EXERCISE PROMPT:
Echo the following listing back line for line, without changing anything.

INPUT MATERIAL:
______

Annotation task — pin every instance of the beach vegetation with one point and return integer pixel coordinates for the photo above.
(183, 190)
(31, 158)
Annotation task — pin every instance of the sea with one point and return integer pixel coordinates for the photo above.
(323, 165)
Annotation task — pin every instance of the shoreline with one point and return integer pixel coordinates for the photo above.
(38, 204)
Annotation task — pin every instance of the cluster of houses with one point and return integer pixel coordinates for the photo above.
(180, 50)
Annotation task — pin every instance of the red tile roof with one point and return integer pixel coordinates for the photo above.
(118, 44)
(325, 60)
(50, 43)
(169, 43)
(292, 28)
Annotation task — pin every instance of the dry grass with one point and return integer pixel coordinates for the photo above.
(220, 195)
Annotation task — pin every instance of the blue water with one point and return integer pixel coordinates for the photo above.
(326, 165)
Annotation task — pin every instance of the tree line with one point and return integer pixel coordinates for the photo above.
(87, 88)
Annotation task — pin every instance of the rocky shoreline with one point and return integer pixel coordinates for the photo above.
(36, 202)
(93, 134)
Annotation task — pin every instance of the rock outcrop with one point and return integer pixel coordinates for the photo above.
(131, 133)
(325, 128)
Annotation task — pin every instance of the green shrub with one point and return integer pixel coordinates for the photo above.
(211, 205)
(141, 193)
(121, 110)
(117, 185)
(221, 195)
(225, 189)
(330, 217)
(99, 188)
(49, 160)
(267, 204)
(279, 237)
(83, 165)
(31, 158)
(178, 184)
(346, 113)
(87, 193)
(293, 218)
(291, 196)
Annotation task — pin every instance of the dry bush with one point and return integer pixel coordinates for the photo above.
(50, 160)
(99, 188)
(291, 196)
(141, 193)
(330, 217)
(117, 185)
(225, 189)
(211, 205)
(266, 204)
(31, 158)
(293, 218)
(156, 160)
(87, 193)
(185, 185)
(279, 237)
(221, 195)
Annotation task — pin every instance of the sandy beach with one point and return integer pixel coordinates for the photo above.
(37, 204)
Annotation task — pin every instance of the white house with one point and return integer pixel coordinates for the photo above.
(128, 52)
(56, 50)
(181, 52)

______

COMPLETE RESPONSE:
Annotation task — pin every instance of the beach vegetation with one point and return integer pixel coordinates for the photo above.
(183, 190)
(31, 158)
Annotation task — pin every instance of the sea with one point and return integer pixel coordinates for the photo above.
(323, 165)
Annotation task — pin every instance of the shoreline with one point and return integer pixel coordinates for the photo above.
(38, 204)
Annotation task — pin every instance of the cluster of houses with one point and return integer pixel coordinates for the photo above.
(180, 50)
Annotation task — pin every instance of the red tile roof with one point and return integer pixel coordinates for the photo above.
(118, 44)
(325, 60)
(50, 43)
(169, 43)
(292, 28)
Annotation task — pin every instance of the dry grass with one point and return integer pixel coordinates for the photo above.
(220, 195)
Annotation task — pin every instance of the blue water with one point and return integer pixel coordinates for the photo above.
(326, 165)
Annotation task — pin every instance of the tree line with one point and return integer pixel coordinates for the photo above.
(87, 88)
Annotation task — pin every instance of the rocky shoreline with one point and return integer pixel coordinates for the photo above.
(36, 202)
(93, 134)
Annotation task — pin every instance of the rock outcrop with one point and return integer pixel coordinates for the photo above.
(131, 133)
(325, 128)
Annotation task — pin every instance of the green shrub with one point and return integer pixel coordinates for the photo above.
(211, 205)
(141, 193)
(121, 110)
(117, 185)
(221, 195)
(225, 189)
(330, 217)
(99, 188)
(49, 160)
(267, 204)
(279, 237)
(83, 165)
(31, 158)
(178, 184)
(346, 113)
(87, 193)
(293, 218)
(291, 196)
Annotation task — pin every instance of the dry bush with one point and return integer pixel coordinates for the photo above.
(50, 160)
(99, 188)
(291, 196)
(141, 193)
(330, 217)
(117, 185)
(225, 189)
(211, 205)
(266, 204)
(31, 158)
(293, 218)
(156, 160)
(87, 193)
(185, 185)
(279, 237)
(221, 195)
Annotation task — pin every instance of the sandy beach with one point and return integer pixel coordinates for the photo above.
(37, 204)
Annotation task — pin every instance of the white house with one point and return integer pixel coordinates for the photo above.
(128, 52)
(56, 50)
(181, 52)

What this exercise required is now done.